Saved entries
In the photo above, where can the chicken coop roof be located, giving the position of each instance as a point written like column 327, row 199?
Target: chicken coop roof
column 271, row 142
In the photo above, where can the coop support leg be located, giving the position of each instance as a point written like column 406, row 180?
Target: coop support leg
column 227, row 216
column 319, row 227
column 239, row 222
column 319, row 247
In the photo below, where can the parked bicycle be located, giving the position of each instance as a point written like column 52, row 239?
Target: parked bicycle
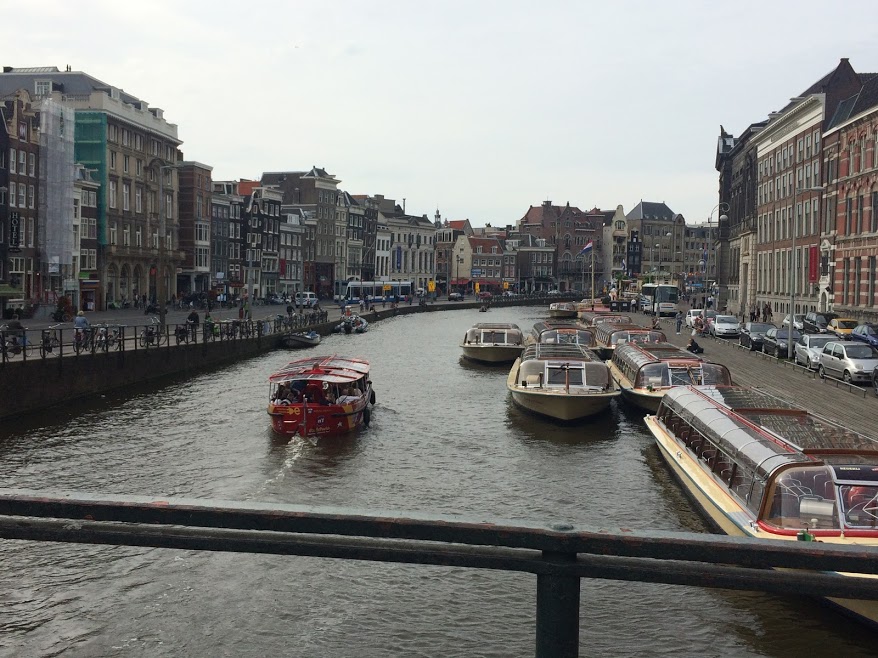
column 50, row 341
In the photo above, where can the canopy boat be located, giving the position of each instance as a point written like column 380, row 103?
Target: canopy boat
column 559, row 333
column 565, row 382
column 608, row 336
column 493, row 342
column 562, row 310
column 321, row 396
column 302, row 339
column 761, row 467
column 645, row 371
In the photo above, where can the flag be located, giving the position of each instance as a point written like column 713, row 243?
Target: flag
column 587, row 248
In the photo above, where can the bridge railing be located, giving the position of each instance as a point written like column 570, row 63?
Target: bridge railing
column 559, row 554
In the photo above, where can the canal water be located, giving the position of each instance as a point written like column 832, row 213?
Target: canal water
column 444, row 439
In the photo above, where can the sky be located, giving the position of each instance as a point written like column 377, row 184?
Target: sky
column 478, row 108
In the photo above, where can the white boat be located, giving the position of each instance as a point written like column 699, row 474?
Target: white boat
column 493, row 342
column 562, row 310
column 564, row 382
column 301, row 339
column 645, row 371
column 761, row 467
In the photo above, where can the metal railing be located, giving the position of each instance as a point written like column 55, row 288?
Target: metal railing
column 560, row 554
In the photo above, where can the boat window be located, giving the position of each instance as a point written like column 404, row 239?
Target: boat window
column 800, row 498
column 860, row 505
column 562, row 376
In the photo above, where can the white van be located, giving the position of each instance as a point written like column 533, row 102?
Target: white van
column 306, row 299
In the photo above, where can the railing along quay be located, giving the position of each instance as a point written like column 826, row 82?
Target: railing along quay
column 560, row 555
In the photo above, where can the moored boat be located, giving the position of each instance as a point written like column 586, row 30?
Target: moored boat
column 761, row 467
column 302, row 339
column 555, row 332
column 645, row 371
column 564, row 382
column 562, row 310
column 493, row 342
column 321, row 396
column 609, row 335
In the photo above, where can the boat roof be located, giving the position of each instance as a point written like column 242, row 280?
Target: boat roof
column 558, row 352
column 641, row 354
column 334, row 369
column 496, row 325
column 765, row 431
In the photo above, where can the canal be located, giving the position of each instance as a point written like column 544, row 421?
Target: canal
column 444, row 439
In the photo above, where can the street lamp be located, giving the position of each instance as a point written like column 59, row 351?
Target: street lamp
column 792, row 268
column 161, row 265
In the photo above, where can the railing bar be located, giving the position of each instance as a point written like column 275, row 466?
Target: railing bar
column 291, row 518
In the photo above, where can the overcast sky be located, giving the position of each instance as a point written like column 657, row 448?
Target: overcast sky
column 478, row 108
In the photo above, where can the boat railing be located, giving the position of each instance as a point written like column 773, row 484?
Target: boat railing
column 559, row 553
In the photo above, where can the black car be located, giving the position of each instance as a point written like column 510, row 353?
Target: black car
column 752, row 334
column 775, row 341
column 815, row 322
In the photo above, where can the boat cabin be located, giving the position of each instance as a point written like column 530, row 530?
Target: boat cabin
column 494, row 333
column 661, row 365
column 560, row 333
column 792, row 470
column 561, row 367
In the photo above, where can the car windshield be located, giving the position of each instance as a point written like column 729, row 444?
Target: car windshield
column 760, row 327
column 861, row 352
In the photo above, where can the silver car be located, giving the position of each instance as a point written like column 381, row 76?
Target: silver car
column 809, row 348
column 848, row 360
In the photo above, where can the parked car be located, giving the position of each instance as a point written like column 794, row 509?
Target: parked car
column 725, row 326
column 775, row 341
column 848, row 360
column 798, row 321
column 691, row 314
column 841, row 327
column 752, row 334
column 809, row 348
column 867, row 333
column 815, row 322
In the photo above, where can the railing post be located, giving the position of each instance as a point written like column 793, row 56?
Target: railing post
column 557, row 611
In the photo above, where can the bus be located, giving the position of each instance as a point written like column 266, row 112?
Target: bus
column 661, row 298
column 375, row 291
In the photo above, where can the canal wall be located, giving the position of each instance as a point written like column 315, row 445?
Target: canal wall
column 36, row 383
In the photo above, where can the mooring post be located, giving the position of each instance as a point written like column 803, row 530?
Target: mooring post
column 557, row 611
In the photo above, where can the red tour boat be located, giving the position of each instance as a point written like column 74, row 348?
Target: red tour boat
column 321, row 396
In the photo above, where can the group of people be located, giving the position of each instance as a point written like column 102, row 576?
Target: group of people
column 765, row 313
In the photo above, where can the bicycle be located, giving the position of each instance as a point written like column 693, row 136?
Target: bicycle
column 50, row 341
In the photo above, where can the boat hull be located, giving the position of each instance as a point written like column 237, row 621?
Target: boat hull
column 557, row 403
column 491, row 353
column 726, row 515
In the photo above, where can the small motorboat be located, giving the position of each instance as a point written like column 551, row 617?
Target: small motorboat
column 302, row 339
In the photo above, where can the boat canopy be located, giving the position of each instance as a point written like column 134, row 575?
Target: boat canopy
column 333, row 369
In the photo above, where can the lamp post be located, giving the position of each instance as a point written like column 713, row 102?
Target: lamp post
column 793, row 268
column 723, row 207
column 161, row 264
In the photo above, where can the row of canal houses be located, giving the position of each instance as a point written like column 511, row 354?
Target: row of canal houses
column 99, row 204
column 799, row 195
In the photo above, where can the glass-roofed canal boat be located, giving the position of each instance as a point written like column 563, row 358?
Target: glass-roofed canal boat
column 761, row 467
column 644, row 371
column 493, row 342
column 564, row 382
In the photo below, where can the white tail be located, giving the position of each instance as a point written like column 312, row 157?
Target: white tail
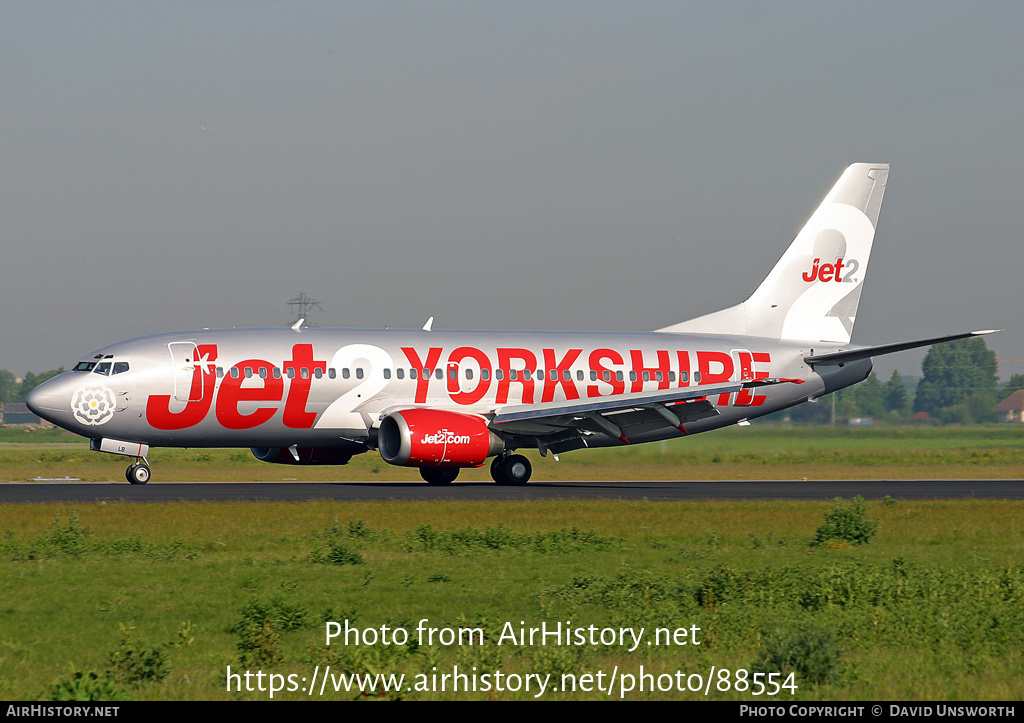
column 813, row 291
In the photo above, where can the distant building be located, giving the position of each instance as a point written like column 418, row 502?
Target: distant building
column 18, row 413
column 1011, row 409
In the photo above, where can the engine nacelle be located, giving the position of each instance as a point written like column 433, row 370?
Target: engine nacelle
column 307, row 455
column 436, row 438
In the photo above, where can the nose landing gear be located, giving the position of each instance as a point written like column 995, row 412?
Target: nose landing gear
column 138, row 473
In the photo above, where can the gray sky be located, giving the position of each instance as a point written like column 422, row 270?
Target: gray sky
column 498, row 165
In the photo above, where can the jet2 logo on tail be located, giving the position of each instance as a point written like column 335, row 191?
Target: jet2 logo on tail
column 832, row 271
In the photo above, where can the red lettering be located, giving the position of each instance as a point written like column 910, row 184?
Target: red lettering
column 684, row 368
column 296, row 415
column 231, row 393
column 158, row 407
column 505, row 357
column 567, row 385
column 636, row 356
column 468, row 397
column 707, row 358
column 824, row 272
column 596, row 357
column 423, row 370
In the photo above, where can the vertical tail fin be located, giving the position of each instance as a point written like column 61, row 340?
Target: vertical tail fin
column 813, row 291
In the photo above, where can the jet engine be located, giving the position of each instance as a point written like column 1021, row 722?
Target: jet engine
column 421, row 437
column 306, row 455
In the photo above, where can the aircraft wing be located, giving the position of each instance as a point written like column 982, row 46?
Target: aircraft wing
column 845, row 356
column 560, row 426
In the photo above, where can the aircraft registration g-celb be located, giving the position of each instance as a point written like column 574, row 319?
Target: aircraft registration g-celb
column 443, row 400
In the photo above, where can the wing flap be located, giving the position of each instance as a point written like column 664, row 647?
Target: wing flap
column 560, row 424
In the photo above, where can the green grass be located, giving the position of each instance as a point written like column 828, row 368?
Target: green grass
column 155, row 601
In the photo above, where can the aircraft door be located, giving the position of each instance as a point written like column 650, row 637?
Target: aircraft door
column 187, row 384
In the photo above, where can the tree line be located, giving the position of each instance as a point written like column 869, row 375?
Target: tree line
column 12, row 390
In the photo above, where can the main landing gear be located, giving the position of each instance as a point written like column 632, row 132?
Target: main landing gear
column 438, row 475
column 138, row 473
column 511, row 469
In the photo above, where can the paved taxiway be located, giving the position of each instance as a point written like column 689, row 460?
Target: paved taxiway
column 624, row 490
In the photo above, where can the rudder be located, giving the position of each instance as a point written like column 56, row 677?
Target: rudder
column 813, row 291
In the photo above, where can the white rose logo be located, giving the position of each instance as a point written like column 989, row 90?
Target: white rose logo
column 93, row 405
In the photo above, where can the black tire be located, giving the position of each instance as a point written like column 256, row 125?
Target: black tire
column 514, row 470
column 438, row 475
column 137, row 474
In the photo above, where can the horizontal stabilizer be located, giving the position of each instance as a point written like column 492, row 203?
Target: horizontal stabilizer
column 839, row 357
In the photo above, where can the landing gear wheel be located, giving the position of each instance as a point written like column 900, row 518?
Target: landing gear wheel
column 438, row 475
column 137, row 474
column 513, row 470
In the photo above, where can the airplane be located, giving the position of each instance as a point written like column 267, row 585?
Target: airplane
column 446, row 400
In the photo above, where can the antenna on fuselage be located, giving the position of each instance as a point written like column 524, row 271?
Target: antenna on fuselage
column 303, row 304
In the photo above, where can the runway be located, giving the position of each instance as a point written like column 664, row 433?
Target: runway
column 616, row 490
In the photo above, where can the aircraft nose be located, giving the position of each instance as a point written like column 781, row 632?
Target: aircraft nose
column 49, row 399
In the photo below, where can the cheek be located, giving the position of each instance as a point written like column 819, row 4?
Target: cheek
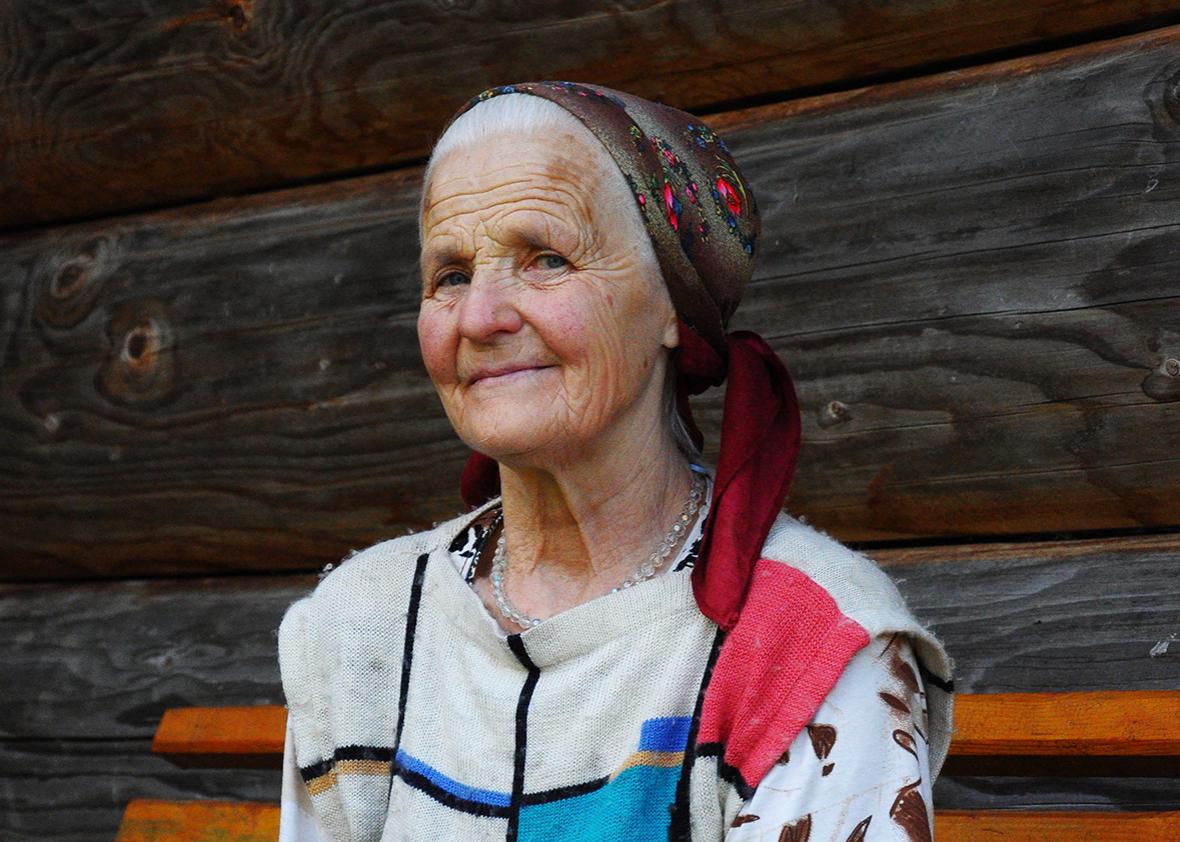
column 433, row 340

Work to complete — Search the records for the word "below" and return every line that holds it.

Task answer —
In the photo below, where can the parked bicycle be located, giving the position of each instance as a point written like column 52, row 239?
In the photo below, where can the white tail be located, giving the position of each instance as a point written like column 312, row 157?
In the photo below, where can the cheek be located, giving the position of each instance as a point written like column 819, row 4?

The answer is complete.